Records to process:
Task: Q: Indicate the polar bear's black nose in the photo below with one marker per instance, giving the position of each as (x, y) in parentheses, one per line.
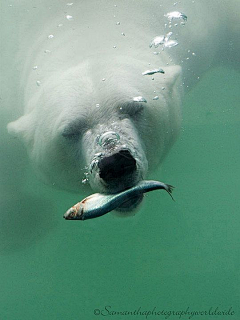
(117, 165)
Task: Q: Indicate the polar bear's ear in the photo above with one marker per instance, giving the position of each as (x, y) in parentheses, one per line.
(23, 128)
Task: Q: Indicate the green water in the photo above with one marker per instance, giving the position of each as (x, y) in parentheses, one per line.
(171, 256)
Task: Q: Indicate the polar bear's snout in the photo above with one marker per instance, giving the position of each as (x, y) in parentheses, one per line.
(117, 166)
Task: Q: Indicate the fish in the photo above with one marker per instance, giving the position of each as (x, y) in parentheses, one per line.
(151, 72)
(98, 204)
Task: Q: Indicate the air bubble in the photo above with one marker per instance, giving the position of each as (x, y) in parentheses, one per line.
(69, 17)
(139, 99)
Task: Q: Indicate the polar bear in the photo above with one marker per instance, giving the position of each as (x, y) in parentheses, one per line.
(94, 108)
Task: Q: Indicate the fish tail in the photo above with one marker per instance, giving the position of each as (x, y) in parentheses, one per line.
(169, 190)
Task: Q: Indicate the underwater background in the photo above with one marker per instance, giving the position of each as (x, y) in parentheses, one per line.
(171, 257)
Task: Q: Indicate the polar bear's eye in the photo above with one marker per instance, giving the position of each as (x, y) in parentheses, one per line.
(73, 131)
(132, 109)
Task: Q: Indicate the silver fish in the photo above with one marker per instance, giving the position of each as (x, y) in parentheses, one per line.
(99, 204)
(176, 15)
(151, 72)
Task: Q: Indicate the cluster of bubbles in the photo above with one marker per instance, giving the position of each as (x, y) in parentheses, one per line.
(51, 36)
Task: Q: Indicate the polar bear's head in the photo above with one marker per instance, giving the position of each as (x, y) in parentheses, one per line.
(79, 124)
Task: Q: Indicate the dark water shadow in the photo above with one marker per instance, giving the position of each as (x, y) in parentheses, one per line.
(24, 220)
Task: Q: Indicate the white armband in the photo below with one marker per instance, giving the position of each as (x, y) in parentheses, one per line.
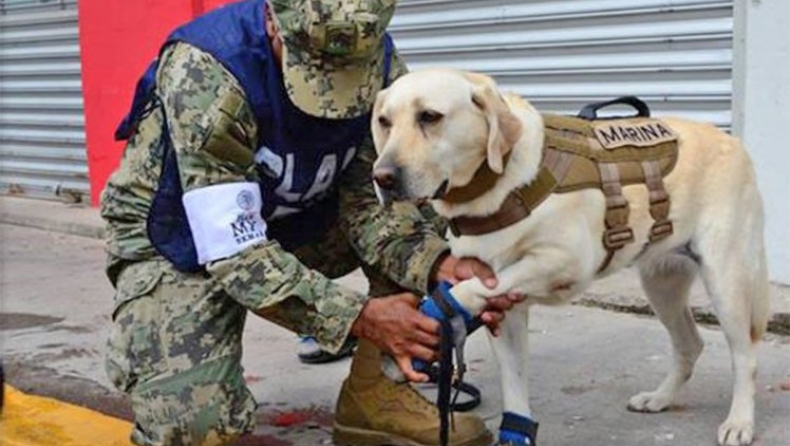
(224, 219)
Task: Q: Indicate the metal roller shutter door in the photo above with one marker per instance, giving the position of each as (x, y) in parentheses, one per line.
(561, 54)
(42, 136)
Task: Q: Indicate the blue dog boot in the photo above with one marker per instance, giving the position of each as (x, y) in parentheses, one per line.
(442, 306)
(517, 430)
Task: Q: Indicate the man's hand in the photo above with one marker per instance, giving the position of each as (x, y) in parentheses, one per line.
(453, 269)
(395, 325)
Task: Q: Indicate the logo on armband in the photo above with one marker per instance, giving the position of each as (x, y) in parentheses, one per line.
(245, 200)
(246, 227)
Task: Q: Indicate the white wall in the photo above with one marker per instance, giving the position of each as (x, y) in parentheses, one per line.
(761, 114)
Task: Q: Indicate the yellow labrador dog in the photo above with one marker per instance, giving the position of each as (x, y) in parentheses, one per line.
(434, 129)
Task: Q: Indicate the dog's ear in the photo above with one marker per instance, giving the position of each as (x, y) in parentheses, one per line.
(504, 128)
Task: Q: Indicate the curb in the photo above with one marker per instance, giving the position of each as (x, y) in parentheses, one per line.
(78, 229)
(778, 324)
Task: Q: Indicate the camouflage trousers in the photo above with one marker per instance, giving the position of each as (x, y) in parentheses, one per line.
(175, 347)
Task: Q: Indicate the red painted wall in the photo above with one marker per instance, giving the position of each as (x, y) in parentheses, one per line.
(118, 39)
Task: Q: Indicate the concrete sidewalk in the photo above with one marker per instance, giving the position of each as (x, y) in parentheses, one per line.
(620, 292)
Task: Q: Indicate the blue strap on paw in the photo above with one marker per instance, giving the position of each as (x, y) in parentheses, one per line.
(517, 430)
(442, 305)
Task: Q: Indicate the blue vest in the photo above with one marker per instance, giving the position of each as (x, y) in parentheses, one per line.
(300, 157)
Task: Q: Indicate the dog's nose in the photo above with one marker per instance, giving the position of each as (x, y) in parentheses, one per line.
(385, 177)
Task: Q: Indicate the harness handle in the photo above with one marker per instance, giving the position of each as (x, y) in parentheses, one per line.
(590, 111)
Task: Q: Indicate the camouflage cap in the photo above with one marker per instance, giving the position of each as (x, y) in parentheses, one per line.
(333, 54)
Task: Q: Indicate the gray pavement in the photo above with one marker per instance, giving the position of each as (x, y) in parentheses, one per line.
(586, 362)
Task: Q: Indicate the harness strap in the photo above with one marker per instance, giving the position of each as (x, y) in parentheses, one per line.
(617, 233)
(517, 430)
(659, 201)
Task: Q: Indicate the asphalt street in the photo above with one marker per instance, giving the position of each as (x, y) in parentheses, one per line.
(586, 362)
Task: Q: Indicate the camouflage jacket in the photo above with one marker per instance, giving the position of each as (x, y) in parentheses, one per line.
(193, 90)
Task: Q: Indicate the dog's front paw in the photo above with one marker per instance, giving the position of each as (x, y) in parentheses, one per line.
(735, 433)
(649, 402)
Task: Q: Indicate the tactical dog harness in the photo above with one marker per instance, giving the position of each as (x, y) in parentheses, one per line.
(588, 152)
(578, 153)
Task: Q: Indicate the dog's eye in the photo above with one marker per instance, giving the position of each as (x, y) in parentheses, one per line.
(429, 117)
(384, 122)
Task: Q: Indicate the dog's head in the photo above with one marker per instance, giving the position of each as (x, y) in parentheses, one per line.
(433, 129)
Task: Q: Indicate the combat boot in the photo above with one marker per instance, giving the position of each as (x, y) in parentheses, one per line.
(373, 410)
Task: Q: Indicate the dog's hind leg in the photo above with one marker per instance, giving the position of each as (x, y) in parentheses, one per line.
(735, 275)
(511, 350)
(667, 282)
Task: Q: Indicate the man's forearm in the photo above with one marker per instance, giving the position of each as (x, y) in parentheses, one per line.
(275, 285)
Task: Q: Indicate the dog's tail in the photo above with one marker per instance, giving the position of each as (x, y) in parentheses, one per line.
(761, 302)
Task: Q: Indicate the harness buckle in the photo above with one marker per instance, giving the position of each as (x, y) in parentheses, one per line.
(453, 228)
(661, 230)
(616, 238)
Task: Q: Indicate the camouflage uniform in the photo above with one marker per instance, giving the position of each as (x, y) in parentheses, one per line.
(176, 339)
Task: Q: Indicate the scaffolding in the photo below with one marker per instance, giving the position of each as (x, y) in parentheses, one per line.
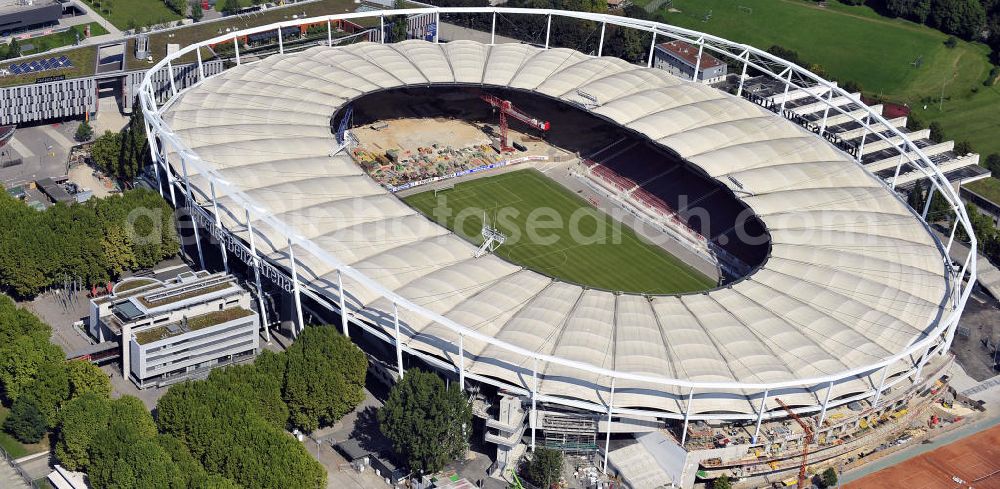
(574, 435)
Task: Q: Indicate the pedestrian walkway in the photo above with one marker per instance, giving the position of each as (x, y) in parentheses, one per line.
(9, 478)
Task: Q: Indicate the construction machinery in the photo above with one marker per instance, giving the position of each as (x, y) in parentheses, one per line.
(805, 442)
(506, 108)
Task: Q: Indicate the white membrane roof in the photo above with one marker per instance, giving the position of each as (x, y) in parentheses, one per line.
(853, 276)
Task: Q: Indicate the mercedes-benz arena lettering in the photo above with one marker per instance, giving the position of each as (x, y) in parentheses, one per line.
(856, 296)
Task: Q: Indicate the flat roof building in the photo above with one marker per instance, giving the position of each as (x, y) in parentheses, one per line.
(170, 331)
(680, 59)
(22, 15)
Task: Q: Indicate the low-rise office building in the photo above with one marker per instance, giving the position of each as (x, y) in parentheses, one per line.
(19, 16)
(681, 59)
(172, 330)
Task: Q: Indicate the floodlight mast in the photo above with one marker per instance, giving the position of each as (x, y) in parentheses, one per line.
(492, 238)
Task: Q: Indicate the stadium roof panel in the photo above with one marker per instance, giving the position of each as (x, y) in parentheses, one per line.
(854, 276)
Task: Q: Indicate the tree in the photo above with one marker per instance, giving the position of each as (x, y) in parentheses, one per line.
(25, 421)
(722, 482)
(545, 467)
(125, 453)
(324, 378)
(87, 378)
(84, 132)
(963, 147)
(49, 390)
(851, 86)
(79, 421)
(427, 423)
(829, 477)
(21, 360)
(398, 27)
(964, 18)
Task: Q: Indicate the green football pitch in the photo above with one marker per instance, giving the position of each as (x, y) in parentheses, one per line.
(551, 230)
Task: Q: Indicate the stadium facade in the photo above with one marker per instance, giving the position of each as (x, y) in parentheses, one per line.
(847, 320)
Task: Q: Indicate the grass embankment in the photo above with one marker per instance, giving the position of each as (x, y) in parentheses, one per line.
(856, 43)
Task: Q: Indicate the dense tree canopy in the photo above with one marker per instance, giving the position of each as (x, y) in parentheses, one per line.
(25, 421)
(429, 424)
(545, 467)
(324, 378)
(91, 242)
(79, 421)
(233, 424)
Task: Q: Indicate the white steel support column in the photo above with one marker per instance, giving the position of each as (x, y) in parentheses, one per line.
(697, 61)
(687, 417)
(399, 345)
(201, 66)
(255, 263)
(864, 136)
(784, 98)
(927, 205)
(170, 75)
(152, 152)
(826, 403)
(295, 291)
(881, 386)
(343, 303)
(920, 365)
(950, 334)
(743, 74)
(190, 204)
(600, 43)
(218, 225)
(652, 50)
(548, 30)
(170, 180)
(826, 111)
(951, 237)
(760, 416)
(607, 431)
(461, 362)
(899, 166)
(534, 394)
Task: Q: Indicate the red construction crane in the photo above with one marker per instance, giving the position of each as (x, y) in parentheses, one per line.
(506, 108)
(805, 443)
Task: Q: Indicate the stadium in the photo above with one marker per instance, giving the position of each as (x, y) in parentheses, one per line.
(833, 302)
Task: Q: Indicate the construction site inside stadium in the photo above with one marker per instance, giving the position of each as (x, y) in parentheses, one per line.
(768, 300)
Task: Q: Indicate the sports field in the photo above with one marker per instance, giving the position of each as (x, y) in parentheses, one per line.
(856, 43)
(557, 233)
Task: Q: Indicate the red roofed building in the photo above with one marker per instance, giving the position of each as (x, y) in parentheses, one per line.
(680, 58)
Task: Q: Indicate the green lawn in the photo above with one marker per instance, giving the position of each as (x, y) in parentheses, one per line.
(127, 14)
(856, 43)
(66, 38)
(987, 187)
(604, 259)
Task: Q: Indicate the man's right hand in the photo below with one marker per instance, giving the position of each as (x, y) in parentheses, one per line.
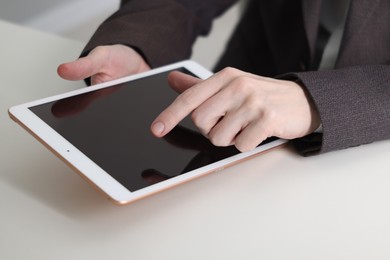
(104, 63)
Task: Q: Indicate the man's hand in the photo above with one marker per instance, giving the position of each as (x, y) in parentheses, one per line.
(104, 63)
(238, 108)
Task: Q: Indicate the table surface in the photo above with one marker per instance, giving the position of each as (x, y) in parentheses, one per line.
(276, 206)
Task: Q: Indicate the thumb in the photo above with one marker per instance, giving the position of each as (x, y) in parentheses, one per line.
(180, 81)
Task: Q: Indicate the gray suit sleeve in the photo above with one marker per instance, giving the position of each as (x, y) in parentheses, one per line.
(353, 103)
(162, 31)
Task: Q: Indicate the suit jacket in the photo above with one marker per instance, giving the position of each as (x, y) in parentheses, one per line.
(278, 39)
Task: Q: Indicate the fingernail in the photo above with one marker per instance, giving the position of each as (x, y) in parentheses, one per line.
(158, 128)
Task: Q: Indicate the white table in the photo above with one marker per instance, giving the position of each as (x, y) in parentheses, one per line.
(276, 206)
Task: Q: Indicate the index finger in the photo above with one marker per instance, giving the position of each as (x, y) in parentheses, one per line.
(185, 103)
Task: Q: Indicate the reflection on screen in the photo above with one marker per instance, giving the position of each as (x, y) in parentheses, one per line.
(111, 127)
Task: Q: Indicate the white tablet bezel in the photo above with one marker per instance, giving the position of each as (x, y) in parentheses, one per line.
(94, 174)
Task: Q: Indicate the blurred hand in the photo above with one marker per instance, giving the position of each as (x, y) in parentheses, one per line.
(104, 63)
(238, 108)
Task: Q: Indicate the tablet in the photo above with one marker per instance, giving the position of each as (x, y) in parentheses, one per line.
(103, 133)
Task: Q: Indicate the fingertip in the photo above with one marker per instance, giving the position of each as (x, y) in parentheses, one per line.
(181, 81)
(158, 129)
(67, 71)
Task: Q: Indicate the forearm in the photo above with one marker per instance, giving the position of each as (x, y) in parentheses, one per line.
(162, 31)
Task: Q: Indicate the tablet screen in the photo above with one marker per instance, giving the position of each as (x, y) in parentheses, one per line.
(111, 126)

Written instruction: Only the lines from the one with "Task: Q: Indicate the gray suit" through the end of the material are wanted; copy them exactly, both ends included.

Task answer:
Task: Q: Indicate the gray suit sleeve in the photo above with one marker per instance, giving the position of each as (x, y) in parentheses, one per line.
(353, 103)
(162, 31)
Task: Q: Indicate the suit jacket in the photo above with one marker per instance, giving the position of each as (x, y) in parentheses, one per line.
(278, 39)
Task: Q: Indicate the fingernail in the photo above with one marker per instance, giving the position of each as (x, y) in parentheses, one per line.
(158, 128)
Task: Q: Indicate the white table in the photo above with one marker per instance, giving the position of each as (x, y) in parentheses, one per line.
(276, 206)
Task: Q: Indicate the index finger in the photo above with one marker per instance, giving the position of each as (x, y) in parentheses, one per line.
(185, 103)
Task: Q: Indicate the reflection on screen in the photo above with one marker per instance, giving the position of each as (x, y) in parentheses, one per line.
(111, 127)
Task: Q: Indicate the white tablet bezel in the photo above with one marker per instance, giving the position of each as (x, y) in parentheses, one per line.
(94, 174)
Task: Q: Indicate the blurred hand in the photo above with one marker per instance, giving the position of each as (x, y) in parentheses, one per line.
(104, 63)
(238, 108)
Task: Q: Indicate the tablet in the photo above with one marker per instance, giving the position of each as (x, y) in parentheses, one per line.
(103, 133)
Task: Q: Indicate the fingertip in the photo above with one marker per instance, giving the position of each as (x, y) in parentheses, one per line.
(181, 81)
(158, 129)
(67, 71)
Task: Q: Indicate the forearm in the photo above with one marker per instance, giving the position of each as (x, y) in parentheses, one per line.
(162, 31)
Task: Q: Indicate the tablet screen in the photo above with one marker per instance, giving the position of each as (x, y) in parentheses, one per line.
(111, 126)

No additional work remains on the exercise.